### JOB
Count the lines in the records that contain the string "glow", matching case exactly, and give only the number.

Position identification records
++++++++
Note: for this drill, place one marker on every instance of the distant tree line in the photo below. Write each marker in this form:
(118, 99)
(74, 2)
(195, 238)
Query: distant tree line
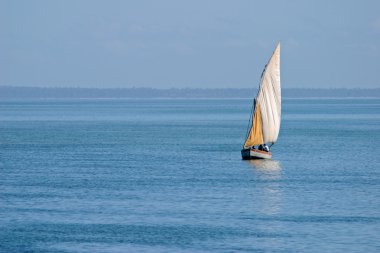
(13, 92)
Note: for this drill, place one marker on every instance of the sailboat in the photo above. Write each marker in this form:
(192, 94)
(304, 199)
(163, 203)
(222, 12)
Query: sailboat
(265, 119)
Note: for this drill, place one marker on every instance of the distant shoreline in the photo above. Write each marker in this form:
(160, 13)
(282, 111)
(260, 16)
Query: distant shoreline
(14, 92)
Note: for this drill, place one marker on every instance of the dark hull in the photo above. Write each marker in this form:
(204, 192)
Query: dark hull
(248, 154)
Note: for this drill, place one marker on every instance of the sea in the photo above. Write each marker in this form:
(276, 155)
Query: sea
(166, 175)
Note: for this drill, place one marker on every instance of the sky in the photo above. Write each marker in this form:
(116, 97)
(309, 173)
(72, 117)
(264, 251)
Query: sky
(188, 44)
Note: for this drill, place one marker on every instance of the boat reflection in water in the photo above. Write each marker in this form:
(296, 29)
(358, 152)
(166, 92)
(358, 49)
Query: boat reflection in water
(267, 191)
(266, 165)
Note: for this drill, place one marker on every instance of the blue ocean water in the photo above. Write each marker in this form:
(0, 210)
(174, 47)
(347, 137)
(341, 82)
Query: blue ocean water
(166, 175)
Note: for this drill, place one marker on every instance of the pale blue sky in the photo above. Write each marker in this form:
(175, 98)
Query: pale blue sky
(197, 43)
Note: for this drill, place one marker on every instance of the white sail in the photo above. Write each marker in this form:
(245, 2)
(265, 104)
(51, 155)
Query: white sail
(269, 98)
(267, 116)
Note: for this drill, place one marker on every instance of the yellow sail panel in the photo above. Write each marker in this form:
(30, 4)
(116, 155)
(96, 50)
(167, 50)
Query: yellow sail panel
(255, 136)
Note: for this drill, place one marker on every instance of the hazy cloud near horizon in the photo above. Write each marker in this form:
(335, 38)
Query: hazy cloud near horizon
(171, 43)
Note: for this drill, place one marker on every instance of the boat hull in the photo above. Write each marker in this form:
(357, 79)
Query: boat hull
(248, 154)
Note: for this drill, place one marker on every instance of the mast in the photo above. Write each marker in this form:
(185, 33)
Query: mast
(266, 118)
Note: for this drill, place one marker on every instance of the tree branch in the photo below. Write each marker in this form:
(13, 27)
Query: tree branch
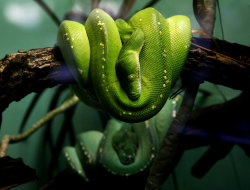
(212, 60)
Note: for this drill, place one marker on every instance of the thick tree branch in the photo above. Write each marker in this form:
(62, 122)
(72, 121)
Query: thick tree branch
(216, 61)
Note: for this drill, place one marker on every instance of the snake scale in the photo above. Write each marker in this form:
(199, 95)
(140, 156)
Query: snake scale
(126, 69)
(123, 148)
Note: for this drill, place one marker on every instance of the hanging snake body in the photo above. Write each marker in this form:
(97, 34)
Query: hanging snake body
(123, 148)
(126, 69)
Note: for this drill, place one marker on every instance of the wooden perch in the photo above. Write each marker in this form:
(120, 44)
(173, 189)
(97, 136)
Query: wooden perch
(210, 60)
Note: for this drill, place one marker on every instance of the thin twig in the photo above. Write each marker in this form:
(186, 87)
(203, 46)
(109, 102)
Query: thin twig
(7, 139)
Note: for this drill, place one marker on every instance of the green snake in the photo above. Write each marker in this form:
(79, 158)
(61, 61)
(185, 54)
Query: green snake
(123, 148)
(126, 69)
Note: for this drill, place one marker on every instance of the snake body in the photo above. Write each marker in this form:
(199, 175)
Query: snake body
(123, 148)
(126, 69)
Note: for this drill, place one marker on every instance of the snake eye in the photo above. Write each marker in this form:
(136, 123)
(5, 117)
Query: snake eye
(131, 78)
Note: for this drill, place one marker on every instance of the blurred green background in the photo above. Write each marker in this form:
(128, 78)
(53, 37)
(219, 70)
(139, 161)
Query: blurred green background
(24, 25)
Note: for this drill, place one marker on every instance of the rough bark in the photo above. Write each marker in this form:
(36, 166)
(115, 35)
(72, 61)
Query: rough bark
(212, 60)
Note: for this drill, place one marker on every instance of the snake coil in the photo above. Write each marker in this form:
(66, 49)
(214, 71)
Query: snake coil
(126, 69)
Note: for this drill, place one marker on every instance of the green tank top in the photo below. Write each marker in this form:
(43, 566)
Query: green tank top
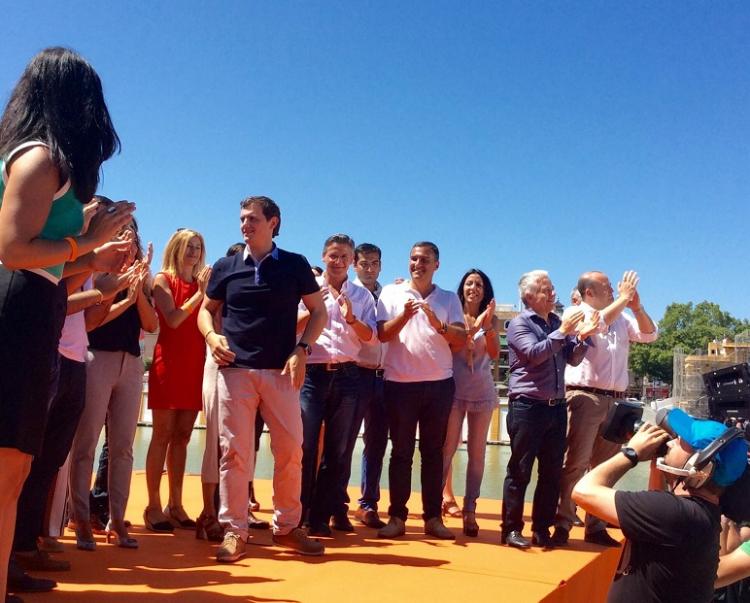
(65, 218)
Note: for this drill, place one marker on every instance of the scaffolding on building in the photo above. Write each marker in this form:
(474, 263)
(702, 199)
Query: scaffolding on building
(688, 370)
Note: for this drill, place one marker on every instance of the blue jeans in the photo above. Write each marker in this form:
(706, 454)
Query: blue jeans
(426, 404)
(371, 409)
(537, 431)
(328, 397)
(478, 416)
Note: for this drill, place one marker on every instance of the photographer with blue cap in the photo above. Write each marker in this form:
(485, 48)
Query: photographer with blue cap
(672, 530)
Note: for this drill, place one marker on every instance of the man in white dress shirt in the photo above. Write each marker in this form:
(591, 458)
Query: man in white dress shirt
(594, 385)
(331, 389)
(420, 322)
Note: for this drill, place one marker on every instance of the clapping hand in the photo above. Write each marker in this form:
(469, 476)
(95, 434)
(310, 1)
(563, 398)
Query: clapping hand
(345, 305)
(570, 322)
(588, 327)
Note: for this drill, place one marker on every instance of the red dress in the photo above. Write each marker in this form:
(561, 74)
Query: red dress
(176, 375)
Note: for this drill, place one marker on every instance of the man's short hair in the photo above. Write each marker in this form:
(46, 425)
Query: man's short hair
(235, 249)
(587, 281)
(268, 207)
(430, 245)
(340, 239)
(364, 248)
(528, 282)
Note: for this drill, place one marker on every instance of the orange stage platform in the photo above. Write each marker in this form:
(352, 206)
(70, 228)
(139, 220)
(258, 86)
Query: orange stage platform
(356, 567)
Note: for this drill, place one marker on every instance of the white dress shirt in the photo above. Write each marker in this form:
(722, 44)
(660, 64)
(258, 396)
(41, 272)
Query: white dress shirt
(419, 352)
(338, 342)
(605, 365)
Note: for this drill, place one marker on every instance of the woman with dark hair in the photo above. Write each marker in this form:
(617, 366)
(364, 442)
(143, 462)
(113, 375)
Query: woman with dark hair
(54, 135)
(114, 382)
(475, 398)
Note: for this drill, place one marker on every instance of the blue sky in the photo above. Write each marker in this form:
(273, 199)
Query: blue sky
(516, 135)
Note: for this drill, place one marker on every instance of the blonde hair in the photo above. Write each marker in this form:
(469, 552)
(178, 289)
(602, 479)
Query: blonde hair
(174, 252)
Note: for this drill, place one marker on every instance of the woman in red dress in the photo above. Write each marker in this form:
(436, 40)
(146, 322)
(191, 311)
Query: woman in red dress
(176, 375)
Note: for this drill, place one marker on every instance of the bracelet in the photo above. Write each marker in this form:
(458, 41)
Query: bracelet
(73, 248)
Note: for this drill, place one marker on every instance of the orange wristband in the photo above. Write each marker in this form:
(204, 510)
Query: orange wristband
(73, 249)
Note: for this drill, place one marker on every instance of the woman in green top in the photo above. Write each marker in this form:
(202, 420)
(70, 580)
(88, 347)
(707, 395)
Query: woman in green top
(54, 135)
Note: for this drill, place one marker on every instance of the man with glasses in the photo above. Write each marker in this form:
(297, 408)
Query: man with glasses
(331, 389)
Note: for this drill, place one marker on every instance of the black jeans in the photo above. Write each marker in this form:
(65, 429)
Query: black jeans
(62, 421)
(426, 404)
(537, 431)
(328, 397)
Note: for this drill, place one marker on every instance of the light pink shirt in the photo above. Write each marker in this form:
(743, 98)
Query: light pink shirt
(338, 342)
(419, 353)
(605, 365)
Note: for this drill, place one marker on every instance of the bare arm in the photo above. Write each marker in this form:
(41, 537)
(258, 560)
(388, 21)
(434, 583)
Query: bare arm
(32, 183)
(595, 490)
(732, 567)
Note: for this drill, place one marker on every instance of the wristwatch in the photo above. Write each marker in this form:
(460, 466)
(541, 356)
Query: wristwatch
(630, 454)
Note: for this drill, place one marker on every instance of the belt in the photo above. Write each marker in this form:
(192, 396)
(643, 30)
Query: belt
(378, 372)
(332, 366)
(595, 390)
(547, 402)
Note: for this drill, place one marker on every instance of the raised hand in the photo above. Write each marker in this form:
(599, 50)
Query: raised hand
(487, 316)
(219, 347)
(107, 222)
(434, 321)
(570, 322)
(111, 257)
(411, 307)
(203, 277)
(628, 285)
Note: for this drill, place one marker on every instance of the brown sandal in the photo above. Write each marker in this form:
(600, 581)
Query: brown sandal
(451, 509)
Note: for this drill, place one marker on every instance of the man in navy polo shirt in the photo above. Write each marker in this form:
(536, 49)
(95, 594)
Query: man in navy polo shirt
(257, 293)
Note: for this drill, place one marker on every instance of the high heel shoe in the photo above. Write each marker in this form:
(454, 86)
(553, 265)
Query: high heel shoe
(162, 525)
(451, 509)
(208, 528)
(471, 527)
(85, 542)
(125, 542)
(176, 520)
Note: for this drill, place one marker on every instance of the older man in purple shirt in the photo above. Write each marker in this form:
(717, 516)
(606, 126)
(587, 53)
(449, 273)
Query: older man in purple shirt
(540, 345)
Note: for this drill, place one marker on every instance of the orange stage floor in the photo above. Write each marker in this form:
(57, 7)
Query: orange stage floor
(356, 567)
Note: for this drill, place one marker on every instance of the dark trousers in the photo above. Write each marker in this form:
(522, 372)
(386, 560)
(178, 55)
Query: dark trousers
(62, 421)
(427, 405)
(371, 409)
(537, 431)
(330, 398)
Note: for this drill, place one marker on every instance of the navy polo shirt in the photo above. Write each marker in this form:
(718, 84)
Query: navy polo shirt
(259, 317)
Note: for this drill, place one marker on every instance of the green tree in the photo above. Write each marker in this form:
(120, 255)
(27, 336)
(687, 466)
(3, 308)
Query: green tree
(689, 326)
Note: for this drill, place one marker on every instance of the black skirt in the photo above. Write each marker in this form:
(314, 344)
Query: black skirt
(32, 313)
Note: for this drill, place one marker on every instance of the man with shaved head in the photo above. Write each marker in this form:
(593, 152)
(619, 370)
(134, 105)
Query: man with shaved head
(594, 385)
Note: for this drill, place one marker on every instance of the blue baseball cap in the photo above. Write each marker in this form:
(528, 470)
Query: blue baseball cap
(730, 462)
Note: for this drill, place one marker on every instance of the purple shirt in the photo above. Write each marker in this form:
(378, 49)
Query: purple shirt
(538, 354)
++++++++
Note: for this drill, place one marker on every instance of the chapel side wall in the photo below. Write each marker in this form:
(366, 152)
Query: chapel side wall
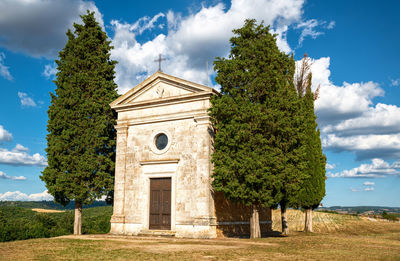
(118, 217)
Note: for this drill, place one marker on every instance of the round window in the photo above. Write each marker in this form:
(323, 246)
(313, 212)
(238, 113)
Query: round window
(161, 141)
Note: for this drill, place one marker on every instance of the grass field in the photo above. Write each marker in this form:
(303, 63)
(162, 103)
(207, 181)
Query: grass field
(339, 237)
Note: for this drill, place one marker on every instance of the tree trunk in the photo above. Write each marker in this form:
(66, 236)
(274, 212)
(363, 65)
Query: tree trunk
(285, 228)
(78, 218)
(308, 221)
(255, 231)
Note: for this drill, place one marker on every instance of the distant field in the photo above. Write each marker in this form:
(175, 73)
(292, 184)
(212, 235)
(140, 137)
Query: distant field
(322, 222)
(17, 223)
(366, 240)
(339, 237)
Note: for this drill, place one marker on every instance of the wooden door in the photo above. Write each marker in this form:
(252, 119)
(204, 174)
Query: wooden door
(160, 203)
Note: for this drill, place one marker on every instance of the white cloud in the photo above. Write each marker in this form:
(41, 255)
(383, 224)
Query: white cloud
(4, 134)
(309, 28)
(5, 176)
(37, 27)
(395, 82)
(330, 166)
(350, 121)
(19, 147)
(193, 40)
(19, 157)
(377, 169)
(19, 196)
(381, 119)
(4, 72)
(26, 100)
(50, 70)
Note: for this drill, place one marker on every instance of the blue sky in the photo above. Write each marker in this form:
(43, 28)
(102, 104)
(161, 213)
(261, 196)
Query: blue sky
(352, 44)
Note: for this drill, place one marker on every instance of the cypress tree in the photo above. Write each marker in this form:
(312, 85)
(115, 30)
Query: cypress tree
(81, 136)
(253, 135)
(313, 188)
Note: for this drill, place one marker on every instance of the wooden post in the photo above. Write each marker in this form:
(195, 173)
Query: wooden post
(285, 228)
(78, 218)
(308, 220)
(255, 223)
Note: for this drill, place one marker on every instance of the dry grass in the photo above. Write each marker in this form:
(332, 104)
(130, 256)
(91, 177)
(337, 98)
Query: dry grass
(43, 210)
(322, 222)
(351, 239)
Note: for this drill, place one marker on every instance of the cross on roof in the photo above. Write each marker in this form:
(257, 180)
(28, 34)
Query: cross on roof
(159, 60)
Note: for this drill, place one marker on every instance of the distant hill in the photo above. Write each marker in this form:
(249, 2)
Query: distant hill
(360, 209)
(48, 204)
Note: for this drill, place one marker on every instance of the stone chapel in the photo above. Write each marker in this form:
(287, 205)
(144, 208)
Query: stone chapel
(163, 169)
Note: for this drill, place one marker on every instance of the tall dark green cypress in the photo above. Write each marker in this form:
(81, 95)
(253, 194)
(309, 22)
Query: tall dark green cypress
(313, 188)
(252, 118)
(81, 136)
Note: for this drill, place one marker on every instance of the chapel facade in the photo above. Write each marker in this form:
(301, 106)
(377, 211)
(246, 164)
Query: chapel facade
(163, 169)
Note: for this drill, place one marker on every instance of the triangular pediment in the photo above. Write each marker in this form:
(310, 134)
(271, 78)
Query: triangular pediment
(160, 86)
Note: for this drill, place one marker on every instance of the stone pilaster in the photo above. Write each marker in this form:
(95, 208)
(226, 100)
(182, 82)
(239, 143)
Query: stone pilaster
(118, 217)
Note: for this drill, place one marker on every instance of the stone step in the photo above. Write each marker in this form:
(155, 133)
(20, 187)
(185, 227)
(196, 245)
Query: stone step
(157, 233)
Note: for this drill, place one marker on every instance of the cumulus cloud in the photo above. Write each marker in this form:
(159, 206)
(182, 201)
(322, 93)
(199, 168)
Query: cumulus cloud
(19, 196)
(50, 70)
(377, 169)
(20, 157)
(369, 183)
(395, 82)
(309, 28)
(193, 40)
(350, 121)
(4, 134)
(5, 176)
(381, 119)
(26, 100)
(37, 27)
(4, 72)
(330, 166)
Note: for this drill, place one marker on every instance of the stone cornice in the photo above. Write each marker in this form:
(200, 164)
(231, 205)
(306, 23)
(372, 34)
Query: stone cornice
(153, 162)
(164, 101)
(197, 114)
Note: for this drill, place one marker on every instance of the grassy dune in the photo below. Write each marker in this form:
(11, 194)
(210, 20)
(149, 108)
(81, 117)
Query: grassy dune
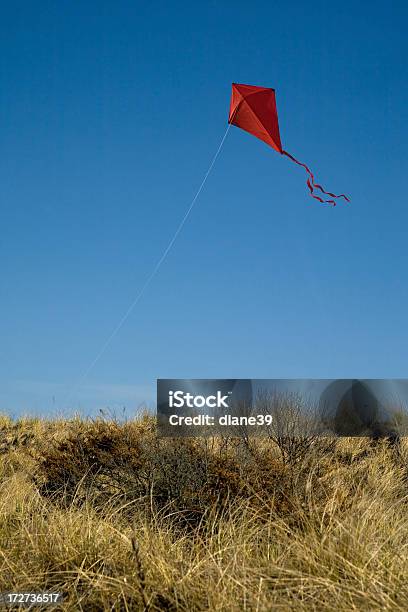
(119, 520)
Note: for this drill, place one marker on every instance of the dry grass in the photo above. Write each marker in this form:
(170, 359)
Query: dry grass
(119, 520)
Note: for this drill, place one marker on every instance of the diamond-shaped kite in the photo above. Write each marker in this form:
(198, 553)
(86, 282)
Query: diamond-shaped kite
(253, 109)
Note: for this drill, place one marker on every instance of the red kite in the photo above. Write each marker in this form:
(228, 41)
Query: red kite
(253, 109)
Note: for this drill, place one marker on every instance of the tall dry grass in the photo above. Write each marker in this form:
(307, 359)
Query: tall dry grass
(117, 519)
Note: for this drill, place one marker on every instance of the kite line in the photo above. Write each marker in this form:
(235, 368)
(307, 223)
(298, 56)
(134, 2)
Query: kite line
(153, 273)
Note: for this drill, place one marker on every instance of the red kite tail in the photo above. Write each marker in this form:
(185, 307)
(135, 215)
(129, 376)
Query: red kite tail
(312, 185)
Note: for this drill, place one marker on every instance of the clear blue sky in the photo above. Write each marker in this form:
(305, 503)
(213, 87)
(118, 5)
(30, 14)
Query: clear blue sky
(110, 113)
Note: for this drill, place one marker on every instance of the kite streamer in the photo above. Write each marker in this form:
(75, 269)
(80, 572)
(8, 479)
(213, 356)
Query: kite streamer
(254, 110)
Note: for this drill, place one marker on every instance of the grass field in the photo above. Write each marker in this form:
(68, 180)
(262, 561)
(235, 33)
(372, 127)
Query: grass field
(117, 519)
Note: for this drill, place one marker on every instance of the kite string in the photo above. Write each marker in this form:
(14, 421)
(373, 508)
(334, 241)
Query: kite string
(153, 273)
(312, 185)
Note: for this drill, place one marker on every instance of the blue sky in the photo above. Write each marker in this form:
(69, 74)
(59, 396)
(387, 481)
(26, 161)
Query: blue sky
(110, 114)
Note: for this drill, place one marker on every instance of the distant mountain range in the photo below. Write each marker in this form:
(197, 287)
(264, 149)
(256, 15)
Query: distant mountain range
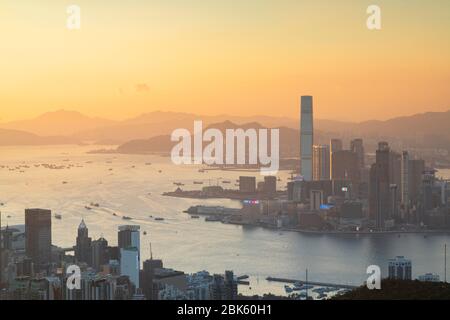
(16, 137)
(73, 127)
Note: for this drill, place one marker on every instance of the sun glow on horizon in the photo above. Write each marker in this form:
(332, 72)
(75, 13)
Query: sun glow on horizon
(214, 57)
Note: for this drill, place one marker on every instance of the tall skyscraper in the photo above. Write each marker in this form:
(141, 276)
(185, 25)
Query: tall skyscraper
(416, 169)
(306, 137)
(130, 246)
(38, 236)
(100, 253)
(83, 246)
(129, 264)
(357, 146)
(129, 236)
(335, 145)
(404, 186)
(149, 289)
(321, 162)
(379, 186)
++++++++
### ANSWER TO THE TASK
2